**OBJECTIVE:**
Extract every line of the data below and reproduce each one verbatim, keeping the original order.

(Saved data entries)
--- begin ---

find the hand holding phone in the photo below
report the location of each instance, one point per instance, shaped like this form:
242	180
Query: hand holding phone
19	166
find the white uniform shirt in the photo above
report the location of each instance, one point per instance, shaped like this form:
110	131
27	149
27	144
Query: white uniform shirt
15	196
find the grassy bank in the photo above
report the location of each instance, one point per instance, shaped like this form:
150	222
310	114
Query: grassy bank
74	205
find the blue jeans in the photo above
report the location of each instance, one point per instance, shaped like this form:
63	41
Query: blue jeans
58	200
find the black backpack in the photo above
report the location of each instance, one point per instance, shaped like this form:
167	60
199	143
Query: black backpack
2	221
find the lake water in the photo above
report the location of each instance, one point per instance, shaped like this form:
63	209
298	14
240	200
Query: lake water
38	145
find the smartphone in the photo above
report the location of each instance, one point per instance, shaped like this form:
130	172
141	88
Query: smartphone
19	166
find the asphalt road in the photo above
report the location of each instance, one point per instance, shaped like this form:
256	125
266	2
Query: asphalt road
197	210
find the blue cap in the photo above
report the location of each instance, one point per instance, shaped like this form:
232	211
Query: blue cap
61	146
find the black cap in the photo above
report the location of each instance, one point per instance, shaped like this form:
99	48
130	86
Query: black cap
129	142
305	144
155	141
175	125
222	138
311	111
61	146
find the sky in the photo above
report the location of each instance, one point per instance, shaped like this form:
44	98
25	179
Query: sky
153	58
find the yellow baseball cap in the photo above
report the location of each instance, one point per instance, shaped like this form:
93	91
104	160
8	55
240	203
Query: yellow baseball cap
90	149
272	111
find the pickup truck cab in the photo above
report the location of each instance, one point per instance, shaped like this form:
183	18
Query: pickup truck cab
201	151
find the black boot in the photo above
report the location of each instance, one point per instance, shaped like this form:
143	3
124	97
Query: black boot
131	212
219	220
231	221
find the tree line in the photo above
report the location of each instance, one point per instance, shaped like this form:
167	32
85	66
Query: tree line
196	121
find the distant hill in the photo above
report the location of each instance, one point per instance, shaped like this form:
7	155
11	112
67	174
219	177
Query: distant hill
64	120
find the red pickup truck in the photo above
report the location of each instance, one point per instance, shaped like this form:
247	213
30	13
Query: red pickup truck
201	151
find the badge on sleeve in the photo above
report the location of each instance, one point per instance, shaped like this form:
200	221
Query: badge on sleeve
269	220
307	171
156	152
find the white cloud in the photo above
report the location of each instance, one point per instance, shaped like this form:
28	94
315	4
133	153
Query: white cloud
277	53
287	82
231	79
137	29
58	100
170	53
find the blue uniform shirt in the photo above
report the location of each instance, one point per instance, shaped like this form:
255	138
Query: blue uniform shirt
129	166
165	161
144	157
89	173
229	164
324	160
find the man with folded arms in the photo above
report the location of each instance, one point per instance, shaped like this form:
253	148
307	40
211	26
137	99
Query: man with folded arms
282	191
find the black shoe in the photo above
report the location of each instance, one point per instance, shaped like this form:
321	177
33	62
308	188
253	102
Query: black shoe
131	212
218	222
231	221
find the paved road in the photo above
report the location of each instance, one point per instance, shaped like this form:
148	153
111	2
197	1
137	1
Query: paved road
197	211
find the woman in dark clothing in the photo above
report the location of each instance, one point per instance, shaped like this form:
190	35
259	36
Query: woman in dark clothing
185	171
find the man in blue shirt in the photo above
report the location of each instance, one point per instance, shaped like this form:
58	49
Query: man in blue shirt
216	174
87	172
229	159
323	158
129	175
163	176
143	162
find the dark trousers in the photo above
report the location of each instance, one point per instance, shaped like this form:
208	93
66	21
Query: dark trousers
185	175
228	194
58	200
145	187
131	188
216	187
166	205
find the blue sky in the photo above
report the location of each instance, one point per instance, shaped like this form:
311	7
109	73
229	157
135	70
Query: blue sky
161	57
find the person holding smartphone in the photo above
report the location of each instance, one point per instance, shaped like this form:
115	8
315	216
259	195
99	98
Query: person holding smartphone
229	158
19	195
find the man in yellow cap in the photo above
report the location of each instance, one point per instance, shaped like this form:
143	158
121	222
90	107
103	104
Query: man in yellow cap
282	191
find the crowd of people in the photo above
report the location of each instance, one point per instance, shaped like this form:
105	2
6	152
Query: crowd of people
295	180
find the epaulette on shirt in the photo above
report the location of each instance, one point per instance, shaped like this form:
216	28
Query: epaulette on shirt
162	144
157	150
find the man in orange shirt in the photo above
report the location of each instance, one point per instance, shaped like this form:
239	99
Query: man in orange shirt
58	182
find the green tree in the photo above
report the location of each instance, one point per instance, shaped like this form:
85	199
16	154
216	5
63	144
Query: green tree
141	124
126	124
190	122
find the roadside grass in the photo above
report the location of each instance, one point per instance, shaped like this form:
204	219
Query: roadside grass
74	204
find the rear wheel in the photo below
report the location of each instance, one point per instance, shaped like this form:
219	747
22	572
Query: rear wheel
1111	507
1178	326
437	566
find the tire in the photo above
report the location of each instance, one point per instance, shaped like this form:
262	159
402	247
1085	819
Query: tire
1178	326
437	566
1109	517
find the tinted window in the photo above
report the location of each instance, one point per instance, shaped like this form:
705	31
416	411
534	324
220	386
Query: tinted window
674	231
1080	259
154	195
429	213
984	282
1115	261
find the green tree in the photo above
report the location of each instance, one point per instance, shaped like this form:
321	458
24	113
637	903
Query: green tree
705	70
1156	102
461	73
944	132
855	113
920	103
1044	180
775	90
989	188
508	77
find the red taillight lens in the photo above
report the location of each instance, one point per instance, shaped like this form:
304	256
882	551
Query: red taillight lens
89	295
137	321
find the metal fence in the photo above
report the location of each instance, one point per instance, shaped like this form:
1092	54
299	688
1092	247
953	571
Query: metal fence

--- end ---

**ANSWER TO THIS PROBLEM:**
find the hand holding phone in the photo below
report the location of each instance, one point per instance, shaped like this form:
242	180
Query: hand holding phone
19	166
find the white uniform shirt in the photo above
report the location of each instance, one point per instance, shaped like this form:
110	131
27	149
27	144
Query: white uniform shirt
15	196
find the grassy bank in the photo above
report the location of each instance, one point per instance, shaped like this form:
150	222
310	114
Query: grassy bank
74	205
find the blue jeans in the photo above
report the location of each instance, one point per instance, shaped like this form:
63	41
Query: blue jeans
58	200
find the black backpack in the photo above
report the location of each instance, one point per instance, shaped like this form:
167	60
199	143
Query: black backpack
2	221
find the lake water in the photo above
report the location of each instance, one point per instance, shaped like this form:
63	209
298	14
240	200
Query: lake water
38	145
find the smartphone in the photo above
report the location of each instance, one point per instance, shaped like this form:
130	172
141	88
Query: smartphone
19	166
find the asphalt road in the photo above
report the location of each instance, one point per instance, shaped like this form:
256	125
266	2
Query: asphalt road
197	210
find the blue cap in the photo above
report the location of each instance, one point per instance, shaped like this form:
232	211
Query: blue cap
61	146
find the black cap in the photo above
report the location of each instance, one point per instance, shaped like this form:
99	48
130	86
Query: black cap
129	142
305	144
155	141
175	125
222	138
311	111
61	146
find the sky in the photo above
report the location of each instance, one point per instance, shaped like this form:
44	98
25	179
Query: sky
153	58
find the yellow baseball cap in the photo above
report the location of each instance, one point per instance, shaped like this form:
93	91
104	160
8	55
240	203
Query: yellow baseball cap
90	149
272	111
find the pickup truck cab in the photo above
report the location of each instance, one point per instance, shaped like this form:
183	18
Query: pickup truck cab
201	151
find the black boot in the photo above
report the location of each instance, one point per instance, shaped like this form:
143	3
124	97
Query: black boot
131	212
219	220
231	221
find the tree line in the photo above
report the location of each instance, one point per instance, shaped like this form:
167	32
85	66
Query: tree line
196	121
find the distant hill in the photo above
report the location of each instance, one point per instance, shaped like this form:
7	155
11	112
67	174
219	177
Query: distant hill
64	120
find the red pickup truck in the photo above
report the location of each instance, one point per instance, shaped like this form:
247	213
30	13
Query: red pickup truck
201	151
find the badge on sleeve in the photo above
report the location of each instance, one point per instance, shaped like this form:
200	221
Query: badge on sleeve
269	220
307	171
156	152
find the white cloud in the photo above
report the location of each instance, one point per instance, shaped like this form:
28	94
315	4
133	153
Query: white cloud
277	53
287	82
231	79
137	29
58	100
170	53
find the blue uniform shirt in the photo above
report the location of each instance, one point per instance, shaped like this form:
255	138
Query: blue uniform shirt
129	166
165	161
144	157
89	173
229	164
324	160
find the man with folded arms in the photo above
report the location of each instance, one point per instance, shaped like this form:
253	148
307	40
211	26
137	99
Query: man with folded arms
282	191
find the black shoe in the photo above
report the location of each instance, one point per instance, shaped like this form:
321	177
33	62
308	188
253	102
Query: black shoe
131	212
218	222
231	221
find the paved road in the photo above
report the location of each instance, one point per instance, shaped like this form:
148	153
111	2
197	1
137	1
Query: paved road
197	211
find the woman in dark clothing in the photo above
report the location of each instance, one point per instance, shaped like this form:
190	35
259	36
Query: woman in dark clothing
185	171
find the man in blue shirt in the photo above
report the location of each instance, one point per instance, shaped like this form:
58	49
Query: man in blue shirt
216	174
87	172
229	159
323	158
129	175
163	176
143	162
find the dark trousers in the photo above
report the location of each instance, one point per instance, shaped like this form:
208	93
66	21
Query: dark trousers
185	175
228	194
58	200
145	187
131	188
216	187
166	205
find the blue sky in the photo above
report the location of each instance, one point per instance, shaped like this form:
311	7
109	73
229	157
135	70
Query: blue sky
161	57
find the person holding smartphone in the photo above
report the location of each instance, one point per instance, shaped like this form:
115	8
315	216
259	195
99	98
Query: person holding smartphone
229	158
19	195
find the man in yellow cap in the photo above
report the location of each instance, one point per instance, shaped like this form:
143	158
121	222
90	107
103	104
Query: man in yellow cap
282	191
find the crowd of people in the photo above
report the location of each instance, one point per instance, shaped like this form:
105	2
6	152
Query: crowd of people
295	180
find the epaulette on shirt in the photo above
report the location of each instance, one point per instance, shaped like this form:
216	28
Query: epaulette on shirt
162	144
157	150
find the man in orange shirt in the photo above
report the location of each instance, one point per instance, shaped like this form:
239	99
Query: man in orange shirt
58	182
find the green tree in the photo above
report the location of each instance, one point per instance, shaped like this form:
85	199
16	154
216	5
63	144
Query: green tree
141	124
126	124
190	122
find the roadside grass in the photo above
report the location of each instance, one point per instance, shaped like this form:
204	219
Query: roadside grass
74	204
find the rear wheel in the photo below
report the location of each instance, one point per instance, shaped like this form:
219	747
22	572
Query: rear wheel
1111	507
1178	326
437	566
find the tire in the photo above
report the location of each instance, one point per instance, shaped like this form:
262	159
402	247
1085	819
Query: tire
1178	326
437	566
1109	517
find the tinted window in the photo above
report the location of each instance, one point per instance, shaped like this form:
705	31
416	411
534	324
220	386
Query: tinted window
674	231
1080	259
154	195
429	213
984	282
1115	261
find the green tree in the photo above
report the location of each instance, one point per instance, shaped like this form:
321	458
24	113
637	903
Query: green tree
705	70
1156	102
461	73
944	132
855	113
920	103
1044	180
775	90
989	188
508	77
find the red taillight lens in the photo above
report the location of each instance, one point per instance, shaped like this form:
304	256
882	551
Query: red taillight lens
89	295
137	321
find the metal fence in the photo above
report the location of each instance, one point per instance, shaped like this form:
1092	54
299	688
1092	247
953	571
Query: metal fence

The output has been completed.